- [Data rows]
- - - - - - -

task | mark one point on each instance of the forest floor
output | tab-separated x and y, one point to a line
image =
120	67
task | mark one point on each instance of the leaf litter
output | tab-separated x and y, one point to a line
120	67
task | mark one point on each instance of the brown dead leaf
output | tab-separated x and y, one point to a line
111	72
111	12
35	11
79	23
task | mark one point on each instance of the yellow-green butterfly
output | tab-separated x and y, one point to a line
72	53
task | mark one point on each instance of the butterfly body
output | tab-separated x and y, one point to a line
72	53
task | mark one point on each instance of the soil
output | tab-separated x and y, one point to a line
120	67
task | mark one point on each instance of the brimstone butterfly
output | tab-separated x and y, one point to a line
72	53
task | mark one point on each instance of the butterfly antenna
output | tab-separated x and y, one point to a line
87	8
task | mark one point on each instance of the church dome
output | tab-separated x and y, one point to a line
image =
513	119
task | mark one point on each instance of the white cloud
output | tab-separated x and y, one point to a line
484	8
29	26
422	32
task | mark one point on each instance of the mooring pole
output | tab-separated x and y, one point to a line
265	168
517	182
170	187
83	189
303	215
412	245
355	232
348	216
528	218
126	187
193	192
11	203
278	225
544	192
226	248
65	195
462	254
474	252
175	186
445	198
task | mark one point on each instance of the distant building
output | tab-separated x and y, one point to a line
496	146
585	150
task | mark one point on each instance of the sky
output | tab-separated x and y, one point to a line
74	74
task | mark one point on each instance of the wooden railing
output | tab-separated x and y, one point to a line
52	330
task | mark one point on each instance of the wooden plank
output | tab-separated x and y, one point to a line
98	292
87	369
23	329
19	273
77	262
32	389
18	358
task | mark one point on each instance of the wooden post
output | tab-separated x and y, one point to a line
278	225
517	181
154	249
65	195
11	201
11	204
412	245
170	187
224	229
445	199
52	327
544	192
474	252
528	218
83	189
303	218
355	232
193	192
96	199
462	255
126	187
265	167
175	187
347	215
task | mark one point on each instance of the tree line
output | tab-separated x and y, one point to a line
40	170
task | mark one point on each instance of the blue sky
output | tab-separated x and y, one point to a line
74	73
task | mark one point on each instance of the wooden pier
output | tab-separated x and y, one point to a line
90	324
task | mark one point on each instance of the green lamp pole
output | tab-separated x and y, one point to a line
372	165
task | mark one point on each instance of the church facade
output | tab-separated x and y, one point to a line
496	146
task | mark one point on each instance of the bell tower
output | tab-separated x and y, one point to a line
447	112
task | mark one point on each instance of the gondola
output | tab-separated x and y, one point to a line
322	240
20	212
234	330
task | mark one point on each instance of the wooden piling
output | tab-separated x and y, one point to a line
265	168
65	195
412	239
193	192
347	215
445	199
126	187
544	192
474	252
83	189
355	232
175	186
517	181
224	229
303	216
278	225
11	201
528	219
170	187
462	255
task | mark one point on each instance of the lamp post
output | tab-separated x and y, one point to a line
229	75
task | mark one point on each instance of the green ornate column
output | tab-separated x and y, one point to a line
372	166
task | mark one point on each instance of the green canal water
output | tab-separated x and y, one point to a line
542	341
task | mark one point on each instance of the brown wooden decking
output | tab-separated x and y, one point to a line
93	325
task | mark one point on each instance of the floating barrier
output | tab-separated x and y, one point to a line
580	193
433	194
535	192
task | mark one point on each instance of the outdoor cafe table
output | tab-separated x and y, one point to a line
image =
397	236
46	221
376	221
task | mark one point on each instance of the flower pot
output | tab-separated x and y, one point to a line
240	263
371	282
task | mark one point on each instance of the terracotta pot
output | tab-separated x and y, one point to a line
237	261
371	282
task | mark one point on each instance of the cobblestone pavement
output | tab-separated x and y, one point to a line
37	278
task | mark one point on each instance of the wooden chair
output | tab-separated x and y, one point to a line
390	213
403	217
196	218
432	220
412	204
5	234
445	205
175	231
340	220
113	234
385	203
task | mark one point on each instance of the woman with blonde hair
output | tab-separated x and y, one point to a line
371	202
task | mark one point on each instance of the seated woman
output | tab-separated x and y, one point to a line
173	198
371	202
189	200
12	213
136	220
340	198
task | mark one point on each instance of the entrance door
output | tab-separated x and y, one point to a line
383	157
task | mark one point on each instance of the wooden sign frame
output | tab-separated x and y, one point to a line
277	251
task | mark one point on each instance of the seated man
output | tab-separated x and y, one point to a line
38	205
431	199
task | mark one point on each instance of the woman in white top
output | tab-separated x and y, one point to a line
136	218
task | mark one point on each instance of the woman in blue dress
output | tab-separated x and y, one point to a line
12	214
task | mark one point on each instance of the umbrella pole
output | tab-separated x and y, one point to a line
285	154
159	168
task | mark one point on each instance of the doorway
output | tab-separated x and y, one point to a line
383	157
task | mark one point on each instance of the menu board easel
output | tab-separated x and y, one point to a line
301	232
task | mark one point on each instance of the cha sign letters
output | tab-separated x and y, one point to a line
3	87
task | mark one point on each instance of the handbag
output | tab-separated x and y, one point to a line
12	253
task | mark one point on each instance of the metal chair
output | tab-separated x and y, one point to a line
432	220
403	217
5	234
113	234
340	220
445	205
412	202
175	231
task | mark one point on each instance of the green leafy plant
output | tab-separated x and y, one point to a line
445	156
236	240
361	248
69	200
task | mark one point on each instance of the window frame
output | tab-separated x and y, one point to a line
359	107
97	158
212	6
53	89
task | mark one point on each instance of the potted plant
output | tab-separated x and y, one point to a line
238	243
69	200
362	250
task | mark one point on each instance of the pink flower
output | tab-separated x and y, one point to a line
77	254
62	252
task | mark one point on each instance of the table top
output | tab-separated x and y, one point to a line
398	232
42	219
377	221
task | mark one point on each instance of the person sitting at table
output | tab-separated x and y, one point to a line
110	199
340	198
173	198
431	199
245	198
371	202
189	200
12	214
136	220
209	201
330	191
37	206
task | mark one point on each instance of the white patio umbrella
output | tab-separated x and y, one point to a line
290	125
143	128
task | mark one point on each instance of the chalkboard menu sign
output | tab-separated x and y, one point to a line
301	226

- - - - - - -

- [Short problem] Copy out the material word for word and line for line.

- [Problem solution]
task | mark one point on each instance of the forest floor
output | tab-separated x and y, one point to a line
image =
120	67
task | mark one point on each instance of the leaf litter
output | tab-separated x and y, one point to a line
120	67
task | mark one point on each instance of the brown dead leaf
output | tab-separated x and y, one point to a line
111	72
111	12
35	11
79	23
task | mark one point on each instance of the yellow-green butterfly
output | tab-separated x and y, one point to a line
72	53
task | mark one point on each instance of the butterfly body
output | tab-separated x and y, one point to a line
72	53
task | mark one point on each instance of the soil
output | tab-separated x and y, one point to a line
120	67
task | mark one point on each instance of the brimstone butterfly
output | tab-separated x and y, one point to a line
72	53
task | mark one point on each instance of the butterfly antenna
output | tab-separated x and y, one point to a line
87	8
task | mark one point on each instance of the church dome
output | tab-separated x and y, one point to a line
image =
513	119
task | mark one point on each instance of the white cloud
output | tab-separated x and y, one point to a line
484	8
29	26
422	32
task | mark one point on each instance of the mooring pole
output | tab-separated x and y, one point to a line
265	168
517	182
170	187
83	189
303	215
412	245
355	232
348	216
528	218
126	187
193	192
11	203
278	225
544	192
226	248
65	195
462	254
474	252
175	186
445	198
task | mark one point on each instance of the distant building
output | tab-separated x and y, one point to a line
496	146
585	150
task | mark one point on each instance of the sky
output | tab-separated x and y, one point to a line
74	74
task | mark one point on each instance of the wooden railing
output | tab-separated x and y, one point to a line
52	330
task | mark one point on each instance of the wooden plank
output | tab-separated x and y, one point to a line
98	292
87	369
23	329
19	273
77	262
32	389
18	358
task | mark one point on each instance of the wooden post
output | tab-separated x and y, one point to a line
278	225
517	181
154	249
65	195
11	201
11	204
412	245
170	187
224	229
445	199
52	327
544	192
474	252
528	218
83	189
303	218
355	232
193	192
96	199
462	255
126	187
265	167
175	187
347	215
task | mark one point on each instance of the tree line
output | tab-separated x and y, one point to a line
40	170
task | mark one point on each instance of the blue sky
output | tab-separated x and y, one point to a line
74	73
task | mark one point on each instance of the wooden pier
output | tab-separated x and y, one point to a line
90	324
task | mark one point on each instance of the green lamp pole
output | tab-separated x and y, one point to a line
372	165
task | mark one point on each instance of the church facade
output | tab-separated x and y, one point to a line
496	146
task | mark one point on each instance of the bell tower
output | tab-separated x and y, one point to a line
447	112
task | mark one point on each instance of the gondola
output | tab-separated x and y, one point to a line
322	240
20	212
234	330
task | mark one point on each instance of the wooden piling
output | tab-separated x and y, one point to a line
265	168
65	195
412	239
193	192
347	215
445	199
126	187
544	192
474	252
83	189
355	232
175	186
517	181
224	229
303	216
278	225
11	201
528	219
170	187
462	255
task | mark one point on each instance of the lamp post
output | tab-separated x and y, one point to a line
229	75
task | mark one point on each instance of the green ornate column
output | tab-separated x and y, one point to a line
372	166
task | mark one point on each instance of the green canal water
output | tab-separated x and y, one point to a line
542	341
task | mark one point on each instance of the brown wooden decking
output | tab-separated x and y, one point to a line
93	325
task | mark one point on each instance of the floating barrier
output | tab-separated x and y, one point to a line
580	193
433	194
535	192
task | mark one point on each instance of the outdoor cafe table
output | tab-separated x and y, one point to a line
image =
397	236
46	221
376	221
task | mark one point on each instance of the flower pot
output | tab-separated x and y, one point to a line
240	263
371	282
task | mark one point on each instance of the terracotta pot
output | tab-separated x and y, one point to a line
237	261
371	282
task | mark one point on each instance of the cobblestone pavement
output | tab-separated x and y, one point to a line
37	278
task | mark one point on each instance of the wooden chair
output | tab-separated x and y, one point to a line
390	213
403	217
196	218
432	220
412	204
5	234
445	205
175	231
340	220
113	234
385	203
task | mark one point on each instance of the woman with blonde hair
output | tab-separated x and y, one point to a line
371	202
task | mark one point on each instance of the seated woman
output | tab-separated x and y, one point to a line
173	198
371	202
189	200
12	213
136	220
340	198
task | mark one point on each instance of the entrance door
output | tab-separated x and y, one point to a line
383	157
task | mark one point on each instance of the wooden sign frame
output | tab-separated x and y, one point to a line
277	251
task | mark one point on each instance of the seated man
output | tab-separated x and y, one point to a line
38	205
431	199
task | mark one point on each instance of the woman in white top
output | tab-separated x and y, one point to a line
136	218
task | mark one point on each instance of the woman in blue dress
output | tab-separated x and y, one point to a line
12	214
task | mark one point on each instance of the umbrella pole
output | tab-separated x and y, one point to a line
285	154
159	168
task | mark one point on each instance of the doorway
output | tab-separated x and y, one point to a line
383	157
task | mark one point on each instance of the menu board easel
output | tab-separated x and y, one point to a line
301	232
task | mark one point on each instance of the cha sign letters
output | tab-separated x and y, one point to a line
3	87
task | mark one point on each instance of the handbag
output | tab-separated x and y, one point to a line
12	253
task | mark one point on each instance of the metal chair
output | tab-separated x and y, one point to a line
432	220
403	217
5	234
113	234
340	220
445	205
412	202
175	231
task | mark one point on each instance of the green leafy plant
output | tab-separated x and y, one point to a line
445	156
236	240
361	248
69	200
task | mark one point on each instance of the window frame
output | tab-separated x and y, one point to a line
359	107
97	158
212	6
53	89
task | mark one point on each instance of the potted plant
output | tab-separated x and y, one point to a line
238	243
69	200
362	250
task | mark one point on each instance of the pink flower
output | tab-separated x and y, one point to a line
77	254
62	252
task | mark one point on each instance of the table top
output | tab-separated x and y, one point to a line
398	232
42	219
377	221
task | mark one point on each instance of the person sitting at table
output | tab-separated x and y, one point to a line
110	199
340	198
173	198
431	199
245	198
371	202
189	200
12	214
136	220
209	201
330	191
37	206
task | mark one point on each instance of the white patio umbrella
output | tab-separated x and y, one point to a line
290	125
143	128
task | mark one point on each instance of the chalkboard menu sign
output | tab-separated x and y, one point to a line
301	226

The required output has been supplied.